Matzah: Bread of Freedom and Slavery.
Why did the Jewish people have to go through slavery in the first place?
Don’t be fooled by the simplicity of matzah. Hidden in this seemingly flat and unassuming cracker lies an incredible depth that captures the essence of the Exodus and the lessons of the Passover holiday.
Why are we commanded to eat matzah on Passover? As every child knows, we eat matzah because the Jewish people didn't have time for their dough rise before being rushed out of Egypt by a frantic Pharaoh who feared imminent demise. In that sense, matzah is a declaration of freedom, a memento to the liberation we experienced that night, now preserved for all of history.
But as we look deeper, things get a bit puzzling. The Haggadah starts with the declaration that matzah "is the bread of poverty that our ancestors ate in the land of Egypt." The Egyptians fed matzah to the Jewish slaves because it is "poor person's bread" that sits in the stomach undigested for a long time, making it unnecessary to feed the slaves as often. From this perspective, matzah isn't a symbol of freedom, but rather a symbol of poverty and slavery.

RECORDED DATA:

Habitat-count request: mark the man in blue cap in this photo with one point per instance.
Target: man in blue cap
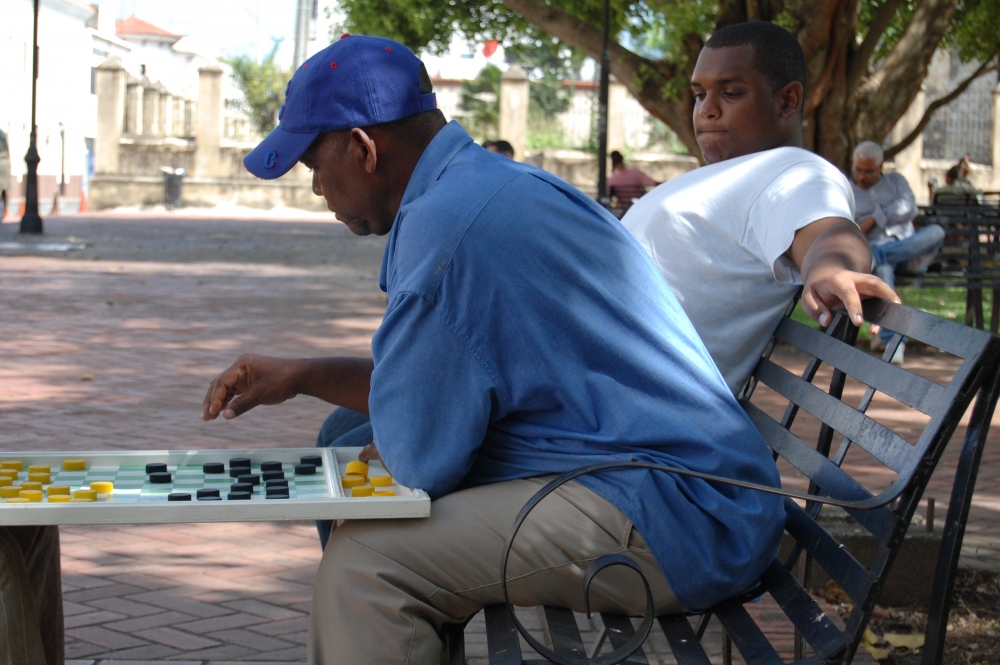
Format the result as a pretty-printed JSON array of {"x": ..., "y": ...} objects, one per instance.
[{"x": 527, "y": 333}]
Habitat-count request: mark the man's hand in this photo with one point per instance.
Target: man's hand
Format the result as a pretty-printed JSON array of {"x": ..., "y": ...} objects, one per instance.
[
  {"x": 835, "y": 261},
  {"x": 251, "y": 381},
  {"x": 827, "y": 286}
]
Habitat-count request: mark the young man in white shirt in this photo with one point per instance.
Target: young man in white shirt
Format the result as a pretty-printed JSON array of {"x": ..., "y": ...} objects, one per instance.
[{"x": 736, "y": 238}]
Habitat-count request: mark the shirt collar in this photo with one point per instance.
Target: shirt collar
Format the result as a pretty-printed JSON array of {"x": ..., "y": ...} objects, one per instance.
[{"x": 432, "y": 163}]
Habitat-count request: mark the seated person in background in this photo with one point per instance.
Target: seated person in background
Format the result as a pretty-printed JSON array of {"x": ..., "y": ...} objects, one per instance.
[
  {"x": 526, "y": 334},
  {"x": 626, "y": 184},
  {"x": 956, "y": 191},
  {"x": 500, "y": 147},
  {"x": 31, "y": 612},
  {"x": 885, "y": 208},
  {"x": 736, "y": 238}
]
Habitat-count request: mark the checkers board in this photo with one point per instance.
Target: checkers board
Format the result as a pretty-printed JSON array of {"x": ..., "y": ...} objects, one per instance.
[{"x": 137, "y": 500}]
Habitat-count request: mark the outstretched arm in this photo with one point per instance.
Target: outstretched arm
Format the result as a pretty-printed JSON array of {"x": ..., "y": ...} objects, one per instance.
[
  {"x": 254, "y": 380},
  {"x": 835, "y": 261}
]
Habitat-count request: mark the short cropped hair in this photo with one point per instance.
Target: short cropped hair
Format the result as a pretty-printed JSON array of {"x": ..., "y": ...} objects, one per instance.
[
  {"x": 777, "y": 54},
  {"x": 869, "y": 150}
]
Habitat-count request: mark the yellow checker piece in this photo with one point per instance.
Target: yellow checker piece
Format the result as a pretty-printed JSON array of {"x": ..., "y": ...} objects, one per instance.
[
  {"x": 102, "y": 486},
  {"x": 357, "y": 468},
  {"x": 352, "y": 480}
]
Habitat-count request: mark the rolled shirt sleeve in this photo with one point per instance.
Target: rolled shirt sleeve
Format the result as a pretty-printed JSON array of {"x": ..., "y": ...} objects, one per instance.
[{"x": 430, "y": 399}]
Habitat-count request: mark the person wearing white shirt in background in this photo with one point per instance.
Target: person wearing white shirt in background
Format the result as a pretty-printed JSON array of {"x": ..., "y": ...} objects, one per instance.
[
  {"x": 736, "y": 238},
  {"x": 885, "y": 209}
]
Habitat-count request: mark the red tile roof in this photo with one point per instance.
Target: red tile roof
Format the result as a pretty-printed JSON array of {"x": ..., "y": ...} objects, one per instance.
[{"x": 136, "y": 26}]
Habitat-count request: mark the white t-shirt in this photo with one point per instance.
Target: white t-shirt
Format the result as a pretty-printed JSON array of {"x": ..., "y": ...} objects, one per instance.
[{"x": 719, "y": 235}]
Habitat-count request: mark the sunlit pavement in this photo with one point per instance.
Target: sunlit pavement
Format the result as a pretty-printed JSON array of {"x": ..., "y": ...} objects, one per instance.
[{"x": 110, "y": 347}]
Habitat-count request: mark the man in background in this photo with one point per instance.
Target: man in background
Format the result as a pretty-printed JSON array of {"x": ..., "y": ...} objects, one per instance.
[
  {"x": 626, "y": 184},
  {"x": 736, "y": 239},
  {"x": 884, "y": 210}
]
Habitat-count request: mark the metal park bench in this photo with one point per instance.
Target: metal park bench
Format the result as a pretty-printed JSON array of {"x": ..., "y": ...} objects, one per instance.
[
  {"x": 969, "y": 258},
  {"x": 862, "y": 444}
]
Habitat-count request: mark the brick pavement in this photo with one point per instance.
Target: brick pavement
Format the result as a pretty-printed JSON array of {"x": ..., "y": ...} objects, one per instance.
[{"x": 151, "y": 309}]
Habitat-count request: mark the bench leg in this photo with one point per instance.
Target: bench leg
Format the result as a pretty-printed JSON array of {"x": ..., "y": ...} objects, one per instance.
[{"x": 954, "y": 528}]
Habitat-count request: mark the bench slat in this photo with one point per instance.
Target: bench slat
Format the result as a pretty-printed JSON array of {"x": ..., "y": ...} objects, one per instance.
[
  {"x": 853, "y": 577},
  {"x": 563, "y": 631},
  {"x": 827, "y": 475},
  {"x": 746, "y": 635},
  {"x": 683, "y": 642},
  {"x": 881, "y": 442},
  {"x": 816, "y": 627},
  {"x": 619, "y": 629},
  {"x": 502, "y": 640},
  {"x": 910, "y": 389}
]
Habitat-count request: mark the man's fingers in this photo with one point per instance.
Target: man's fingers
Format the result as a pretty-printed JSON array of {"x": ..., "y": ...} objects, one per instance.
[{"x": 815, "y": 308}]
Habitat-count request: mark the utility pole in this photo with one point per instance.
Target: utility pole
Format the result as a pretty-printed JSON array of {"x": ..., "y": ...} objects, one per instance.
[
  {"x": 602, "y": 113},
  {"x": 303, "y": 10},
  {"x": 32, "y": 221}
]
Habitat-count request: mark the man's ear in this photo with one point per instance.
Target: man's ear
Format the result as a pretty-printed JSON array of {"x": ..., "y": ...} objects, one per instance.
[
  {"x": 365, "y": 142},
  {"x": 790, "y": 99}
]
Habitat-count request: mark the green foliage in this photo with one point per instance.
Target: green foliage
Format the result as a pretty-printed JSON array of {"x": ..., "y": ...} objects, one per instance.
[
  {"x": 263, "y": 87},
  {"x": 661, "y": 137},
  {"x": 480, "y": 101}
]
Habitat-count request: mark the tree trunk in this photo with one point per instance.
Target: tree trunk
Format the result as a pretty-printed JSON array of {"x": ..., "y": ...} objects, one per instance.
[{"x": 847, "y": 100}]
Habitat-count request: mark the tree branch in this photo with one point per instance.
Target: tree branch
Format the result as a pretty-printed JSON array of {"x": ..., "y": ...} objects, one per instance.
[
  {"x": 646, "y": 79},
  {"x": 884, "y": 96},
  {"x": 859, "y": 59},
  {"x": 983, "y": 69}
]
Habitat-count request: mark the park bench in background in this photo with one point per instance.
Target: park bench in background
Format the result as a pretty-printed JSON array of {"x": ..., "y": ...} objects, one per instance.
[
  {"x": 970, "y": 257},
  {"x": 850, "y": 445}
]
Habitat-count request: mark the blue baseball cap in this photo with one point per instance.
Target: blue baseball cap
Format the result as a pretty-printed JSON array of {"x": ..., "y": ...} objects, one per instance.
[{"x": 358, "y": 81}]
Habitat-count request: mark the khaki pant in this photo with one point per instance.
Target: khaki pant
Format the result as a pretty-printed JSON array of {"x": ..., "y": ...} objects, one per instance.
[
  {"x": 385, "y": 588},
  {"x": 31, "y": 617}
]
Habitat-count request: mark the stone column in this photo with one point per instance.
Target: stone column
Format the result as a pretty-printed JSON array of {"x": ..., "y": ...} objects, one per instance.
[
  {"x": 190, "y": 118},
  {"x": 110, "y": 84},
  {"x": 208, "y": 154},
  {"x": 514, "y": 109},
  {"x": 995, "y": 138},
  {"x": 150, "y": 107},
  {"x": 166, "y": 113},
  {"x": 908, "y": 160},
  {"x": 617, "y": 99},
  {"x": 133, "y": 113}
]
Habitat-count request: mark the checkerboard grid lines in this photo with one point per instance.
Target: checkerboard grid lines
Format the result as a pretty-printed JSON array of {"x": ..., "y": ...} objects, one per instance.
[{"x": 132, "y": 485}]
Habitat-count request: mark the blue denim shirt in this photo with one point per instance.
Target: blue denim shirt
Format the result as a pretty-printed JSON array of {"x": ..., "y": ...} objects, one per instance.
[{"x": 528, "y": 333}]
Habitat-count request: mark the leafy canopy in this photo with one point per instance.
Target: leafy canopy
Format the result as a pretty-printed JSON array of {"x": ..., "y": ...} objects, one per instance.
[{"x": 263, "y": 87}]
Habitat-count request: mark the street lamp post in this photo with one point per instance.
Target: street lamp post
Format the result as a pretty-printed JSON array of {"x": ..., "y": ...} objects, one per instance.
[
  {"x": 62, "y": 163},
  {"x": 602, "y": 112},
  {"x": 32, "y": 221}
]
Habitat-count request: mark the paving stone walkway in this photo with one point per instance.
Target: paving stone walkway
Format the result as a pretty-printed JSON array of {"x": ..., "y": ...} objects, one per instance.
[{"x": 110, "y": 347}]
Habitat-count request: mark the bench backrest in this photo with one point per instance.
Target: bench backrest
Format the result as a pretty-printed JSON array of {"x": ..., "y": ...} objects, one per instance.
[{"x": 875, "y": 448}]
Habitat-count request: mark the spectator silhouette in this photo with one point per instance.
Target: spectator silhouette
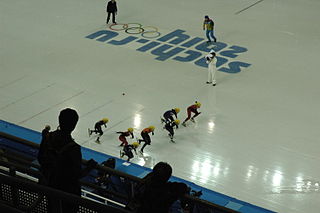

PROBLEM 1: From the matzah piece, print everything from "Why did the" down to "the Passover holiday.".
PROBLEM 2: Turn the paragraph of the matzah piece that opens "But as we look deeper" into a short bulleted list that keeps its main facts.

RESPONSE BOX 1:
Why did the Jewish people have to go through slavery in the first place?
Don’t be fooled by the simplicity of matzah. Hidden in this seemingly flat and unassuming cracker lies an incredible depth that captures the essence of the Exodus and the lessons of the Passover holiday.

RESPONSE BOX 2:
- The Haggadah opens by calling matzah "the bread of poverty that our ancestors ate in the land of Egypt."
- The Egyptians fed matzah to the Jewish slaves because, as "poor person's bread," it stays undigested in the stomach for a long time.
- This meant the slaves did not need to be fed as often.
- Seen this way, matzah symbolizes poverty and slavery, not freedom.